**Given problem**: Repeat the entries below exactly as they appear, with no pictures.

**Supplied data**:
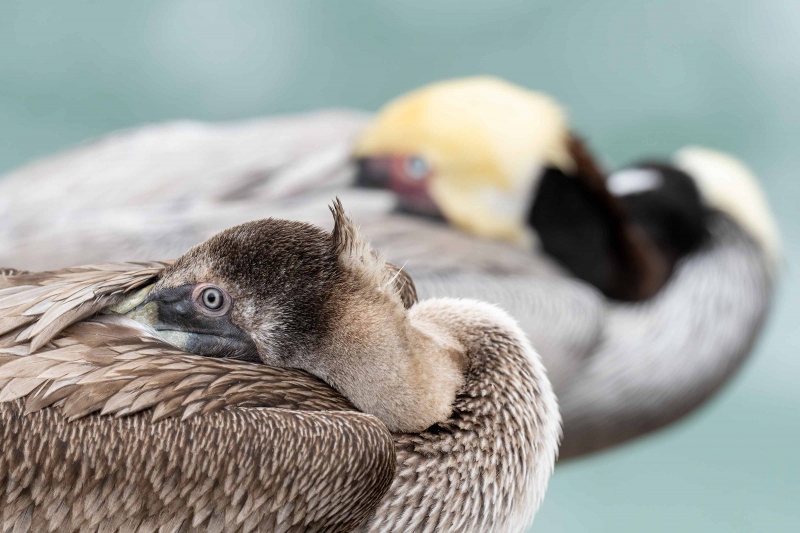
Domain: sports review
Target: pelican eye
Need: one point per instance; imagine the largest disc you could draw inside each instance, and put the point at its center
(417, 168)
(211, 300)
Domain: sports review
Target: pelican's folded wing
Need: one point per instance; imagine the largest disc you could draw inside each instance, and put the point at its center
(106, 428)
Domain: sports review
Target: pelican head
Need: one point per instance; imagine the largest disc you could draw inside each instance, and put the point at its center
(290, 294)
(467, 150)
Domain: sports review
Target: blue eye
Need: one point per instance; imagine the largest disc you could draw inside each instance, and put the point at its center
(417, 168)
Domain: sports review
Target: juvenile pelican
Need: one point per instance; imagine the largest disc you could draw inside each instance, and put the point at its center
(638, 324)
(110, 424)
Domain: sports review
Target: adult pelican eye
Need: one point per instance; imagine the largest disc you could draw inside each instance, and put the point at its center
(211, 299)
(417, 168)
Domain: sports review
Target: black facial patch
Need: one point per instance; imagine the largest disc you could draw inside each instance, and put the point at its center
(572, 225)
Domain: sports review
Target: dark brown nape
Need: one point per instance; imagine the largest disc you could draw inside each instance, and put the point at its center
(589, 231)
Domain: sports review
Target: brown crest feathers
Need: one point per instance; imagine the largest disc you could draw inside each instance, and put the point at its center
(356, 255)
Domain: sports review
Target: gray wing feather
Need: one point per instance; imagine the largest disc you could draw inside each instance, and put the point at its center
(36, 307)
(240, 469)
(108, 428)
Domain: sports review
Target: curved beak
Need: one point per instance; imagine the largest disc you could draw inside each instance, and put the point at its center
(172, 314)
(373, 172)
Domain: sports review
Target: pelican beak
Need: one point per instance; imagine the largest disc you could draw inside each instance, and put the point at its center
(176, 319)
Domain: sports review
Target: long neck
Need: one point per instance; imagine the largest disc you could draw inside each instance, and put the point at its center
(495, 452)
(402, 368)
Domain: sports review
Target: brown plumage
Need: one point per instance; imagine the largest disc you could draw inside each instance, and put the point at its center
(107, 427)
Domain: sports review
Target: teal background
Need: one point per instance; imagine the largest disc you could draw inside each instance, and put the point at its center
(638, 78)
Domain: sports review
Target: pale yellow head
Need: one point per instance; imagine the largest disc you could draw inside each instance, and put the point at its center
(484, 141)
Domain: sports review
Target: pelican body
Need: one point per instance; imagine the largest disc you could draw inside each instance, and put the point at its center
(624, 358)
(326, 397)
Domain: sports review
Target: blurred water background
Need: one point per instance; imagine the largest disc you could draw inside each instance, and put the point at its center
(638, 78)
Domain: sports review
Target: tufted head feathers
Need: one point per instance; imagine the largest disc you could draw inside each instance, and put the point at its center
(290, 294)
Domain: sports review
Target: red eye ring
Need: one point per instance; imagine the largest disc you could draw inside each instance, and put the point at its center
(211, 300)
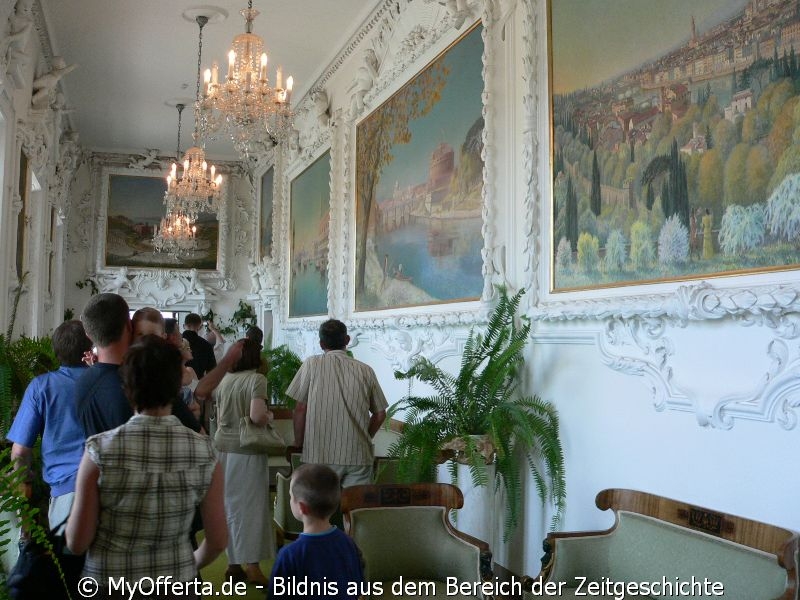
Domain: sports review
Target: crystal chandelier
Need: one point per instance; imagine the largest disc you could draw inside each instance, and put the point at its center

**Final result**:
Domain: sports review
Target: pelican eye
Need: one point per instance; imagine the largest disc you could draw inside each instance, and put the point at its center
(417, 168)
(211, 300)
Domain: sports review
Target: pelican's folded wing
Need: one point per instance; imagine the largest disc you could draw inside each instance, and put the point at its center
(106, 428)
Domain: sports review
Target: pelican head
Need: one point per instance; imagine the largest disc you could draw inside each instance, and put the point at its center
(290, 294)
(467, 150)
Domain: sports review
Target: blue eye
Need: one point per instance; imagine the largest disc you could draw inside each instance, and put the point at its center
(417, 168)
Domain: sports review
Target: juvenile pelican
Need: one point per instance; imagine the largest disc you could draw inside each instance, and put the point at its center
(638, 324)
(110, 424)
Domain: sports review
Target: adult pelican eye
Need: one point per instance; imagine the largest disc you could draw inside each instance, and put the point at its center
(211, 299)
(417, 168)
Domain: sports review
Target: black facial patch
Need: one point per instance; imagine the largest disc you could draw inside each instance, and put the point at its center
(572, 225)
Domain: sports review
Target: dark brown nape
Need: one point per instance; imagine the largest disc you could draw inside each instance, and put the point at its center
(589, 231)
Domain: sports review
Target: brown crest feathers
Need: one point per instance; imagine the largest disc you could draw inside each instance, and put the point at its center
(356, 255)
Domain: sports review
Target: gray wing feather
Need: one point per instance; imagine the largest disc you could draw inside each instance, and put the point at its center
(36, 307)
(240, 469)
(108, 428)
Domain: sports review
Target: curved beak
Need: one point per instance; imagine the largest disc you could draw inside each instance, and put the point at its center
(172, 314)
(373, 172)
Domain: sports review
Target: pelican beak
Need: one point per instance; imagine the largest disc you could draw inside each instance, and put the point at its center
(176, 319)
Domain: sports review
Target: long neck
Need: one point per instance; imagine the largest disc you could draw inside each instance, and put the point at its center
(495, 452)
(402, 368)
Domain: sports review
Target: brown plumage
Need: one point per instance; imagine the largest disc you could draw inside each instance, and put the point at its center
(107, 427)
Domain: sports review
Target: teal background
Need: one point per instance; imagine the largest disc you could draw inside each instance, and put the point at its center
(638, 78)
Domain: sports review
Target: pale yellow head
Need: one point per instance; imagine the largest disc you could draw inside each instance, and put the point at its center
(484, 141)
Domain: sports review
Target: pelican body
Need: one point per instance; imagine the largest disc you could draw inside each instance, and put the point at its center
(624, 358)
(326, 397)
Domain: sports review
Target: blurred water background
Need: one point per instance; imagine the largest disc you could draw inside each instance, and put the point at its center
(638, 78)
Domain: sports review
Target: tufted head feathers
Need: one point per instance; imagine the largest disc you could draw inside each instance, and put the point at its center
(290, 294)
Domain: sports review
Target: red eye ring
Need: one point per instance; imagine the largest disc you could draw inside each instance, and put the point at its center
(211, 300)
Domain: sports review
Target: crystal chandelier
Need: one point per instance; imagine the largest disc you could draw inside each instance, and put the point at its center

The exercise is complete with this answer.